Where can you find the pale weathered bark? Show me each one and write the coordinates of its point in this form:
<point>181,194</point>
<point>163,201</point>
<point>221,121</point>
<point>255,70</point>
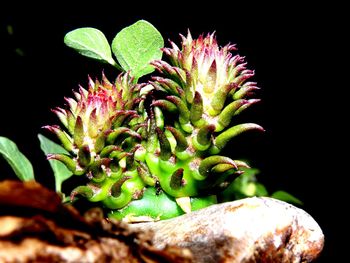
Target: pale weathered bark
<point>247,230</point>
<point>36,227</point>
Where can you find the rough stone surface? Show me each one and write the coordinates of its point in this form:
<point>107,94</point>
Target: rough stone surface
<point>36,227</point>
<point>248,230</point>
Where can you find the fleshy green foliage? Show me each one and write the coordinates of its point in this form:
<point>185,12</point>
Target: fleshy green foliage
<point>19,163</point>
<point>152,150</point>
<point>145,145</point>
<point>136,46</point>
<point>60,171</point>
<point>246,185</point>
<point>90,42</point>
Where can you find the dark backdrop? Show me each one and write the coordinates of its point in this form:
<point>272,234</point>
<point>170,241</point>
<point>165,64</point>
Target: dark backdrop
<point>287,46</point>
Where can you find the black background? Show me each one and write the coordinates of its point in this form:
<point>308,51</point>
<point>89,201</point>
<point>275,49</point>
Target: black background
<point>288,46</point>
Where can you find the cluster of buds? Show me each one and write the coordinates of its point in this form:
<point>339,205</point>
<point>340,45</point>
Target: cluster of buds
<point>152,151</point>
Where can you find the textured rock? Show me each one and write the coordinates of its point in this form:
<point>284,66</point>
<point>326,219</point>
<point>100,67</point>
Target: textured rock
<point>36,227</point>
<point>248,230</point>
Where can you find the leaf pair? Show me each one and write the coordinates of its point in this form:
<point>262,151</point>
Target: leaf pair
<point>134,47</point>
<point>22,166</point>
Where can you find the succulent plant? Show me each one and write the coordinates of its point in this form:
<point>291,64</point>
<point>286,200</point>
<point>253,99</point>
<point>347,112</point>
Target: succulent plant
<point>152,150</point>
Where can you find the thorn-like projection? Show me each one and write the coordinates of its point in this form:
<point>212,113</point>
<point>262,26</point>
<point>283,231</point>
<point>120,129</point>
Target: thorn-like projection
<point>247,89</point>
<point>189,88</point>
<point>159,117</point>
<point>241,164</point>
<point>68,161</point>
<point>196,109</point>
<point>145,174</point>
<point>130,158</point>
<point>223,167</point>
<point>84,156</point>
<point>184,203</point>
<point>168,85</point>
<point>116,189</point>
<point>119,131</point>
<point>204,135</point>
<point>184,113</point>
<point>100,142</point>
<point>82,190</point>
<point>62,136</point>
<point>122,116</point>
<point>245,106</point>
<point>181,142</point>
<point>165,105</point>
<point>219,98</point>
<point>226,136</point>
<point>208,163</point>
<point>228,112</point>
<point>165,148</point>
<point>93,124</point>
<point>176,179</point>
<point>78,135</point>
<point>109,149</point>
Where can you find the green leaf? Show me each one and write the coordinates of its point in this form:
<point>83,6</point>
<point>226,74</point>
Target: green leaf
<point>136,46</point>
<point>90,42</point>
<point>19,163</point>
<point>60,171</point>
<point>284,196</point>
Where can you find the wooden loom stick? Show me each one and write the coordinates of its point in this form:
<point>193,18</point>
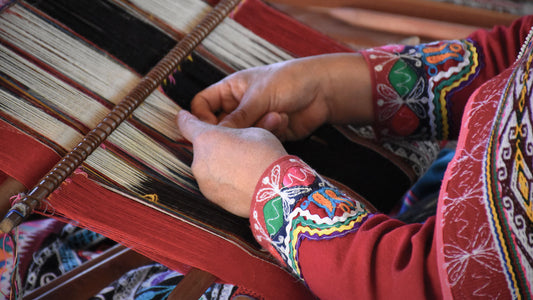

□ □ □ □ □

**What you need to do:**
Copy out word for word the stretch of the records from the line containing "Where can you find the wooden" through the end of the records, leaving out the pictures.

**Answer to this task:**
Where can you find the wooden loom stick? Show me each one and write the coordinates of its point in this form:
<point>193,18</point>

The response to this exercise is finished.